**HOW TO COMPLETE THIS TASK:** Leave every image out, and return the rest of the data word for word.

**SUPPLIED RECORDS:**
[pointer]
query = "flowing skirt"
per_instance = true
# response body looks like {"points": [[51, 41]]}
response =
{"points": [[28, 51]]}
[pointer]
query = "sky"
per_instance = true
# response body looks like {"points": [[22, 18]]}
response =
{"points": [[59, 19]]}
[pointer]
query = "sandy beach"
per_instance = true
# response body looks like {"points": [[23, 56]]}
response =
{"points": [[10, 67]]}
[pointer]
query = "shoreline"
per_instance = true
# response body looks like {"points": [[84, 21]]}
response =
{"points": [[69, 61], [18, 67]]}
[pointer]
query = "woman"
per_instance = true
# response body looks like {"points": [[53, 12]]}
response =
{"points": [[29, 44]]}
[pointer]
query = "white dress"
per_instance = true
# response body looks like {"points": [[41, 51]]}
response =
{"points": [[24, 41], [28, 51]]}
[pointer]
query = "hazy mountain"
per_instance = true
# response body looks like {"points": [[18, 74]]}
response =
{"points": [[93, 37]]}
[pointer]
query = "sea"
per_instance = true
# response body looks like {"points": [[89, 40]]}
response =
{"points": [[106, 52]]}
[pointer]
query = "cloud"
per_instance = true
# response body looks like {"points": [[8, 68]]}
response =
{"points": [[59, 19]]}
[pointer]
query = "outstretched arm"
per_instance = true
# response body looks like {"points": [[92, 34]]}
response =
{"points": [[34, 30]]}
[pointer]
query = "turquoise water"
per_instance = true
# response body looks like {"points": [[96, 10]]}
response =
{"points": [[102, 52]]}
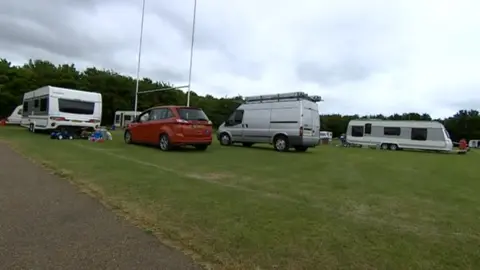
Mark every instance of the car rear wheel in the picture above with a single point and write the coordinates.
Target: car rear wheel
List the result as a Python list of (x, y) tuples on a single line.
[(225, 139), (164, 142), (127, 137), (201, 147)]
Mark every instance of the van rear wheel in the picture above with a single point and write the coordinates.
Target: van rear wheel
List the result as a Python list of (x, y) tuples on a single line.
[(127, 137), (280, 143)]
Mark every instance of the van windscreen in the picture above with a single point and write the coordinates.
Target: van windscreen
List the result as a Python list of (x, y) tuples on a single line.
[(192, 114), (75, 106)]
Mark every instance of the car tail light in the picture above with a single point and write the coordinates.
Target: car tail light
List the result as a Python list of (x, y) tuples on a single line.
[(58, 118), (181, 121)]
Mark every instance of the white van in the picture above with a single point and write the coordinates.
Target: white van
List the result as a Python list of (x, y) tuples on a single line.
[(287, 121), (50, 108), (16, 117), (394, 135)]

**SOLUTION FOR THIS TASK:**
[pointer]
query = "flowing skirt"
per_instance = true
# response body looks like {"points": [[51, 41]]}
response =
{"points": [[28, 51]]}
[pointer]
query = "sky"
per_instance = true
# response body looks like {"points": [[22, 18]]}
response =
{"points": [[59, 19]]}
[pointer]
query = "sandy beach"
per_instance = true
# response body looks like {"points": [[23, 56]]}
response =
{"points": [[10, 67]]}
[pointer]
query = "shoreline"
per_instance = true
# response body looks like {"points": [[84, 21]]}
response =
{"points": [[69, 61], [18, 67]]}
[pointer]
query = "woman"
per_instance = true
# response body looks like {"points": [[53, 12]]}
response =
{"points": [[29, 44]]}
[pointer]
query = "white dress"
per_instance = true
# response body looks like {"points": [[41, 51]]}
response =
{"points": [[24, 41], [28, 51]]}
[pointer]
query = "hazy mountain"
per_instance = true
# response body looks like {"points": [[18, 74]]}
response =
{"points": [[93, 37]]}
[pointer]
query = "sea"
per_instance = true
# response body looks like {"points": [[89, 40]]}
response =
{"points": [[106, 52]]}
[pointer]
query = "cloud"
per_instance = true
# response body looks like {"points": [[8, 68]]}
response =
{"points": [[59, 19]]}
[pointer]
query = "outstretched arm"
per_instance = true
# response body looks like {"points": [[92, 34]]}
response =
{"points": [[34, 30]]}
[pointer]
query = "turquoise water"
per_instance = true
# response body looks like {"points": [[96, 10]]}
response =
{"points": [[102, 52]]}
Mark every instance of the car rear wheel in the picture above with a single point and write the coordinates.
Target: car rear wheel
List the result as a Python list of (x, y) tuples on a single line.
[(225, 139), (164, 142), (127, 137), (201, 147)]
Mark every instance of the van rear wheel in the picture above with a single point and write the coordinates.
Target: van rear wheel
List the result as a Python list of (x, y) tuples on a single line.
[(127, 137), (280, 143)]
Mark every instance of the van windscreen in the picture above with a single point and write the coordinates.
Target: van windscreen
List the result as a Python list of (x, y) tuples on a single line.
[(192, 114), (75, 106)]
Mark every instance of the car tail light in the picture above with a single point and write the coordinates.
Target: car tail light
List the result as a Python list of (x, y) tuples on a single line.
[(58, 118), (181, 121)]
Mark every instance of the white van in the picture above with a single point and write the coordinates.
Target: white van
List the result as a Python list of (x, y) tuples on a single line.
[(287, 121), (50, 108), (16, 117), (394, 135)]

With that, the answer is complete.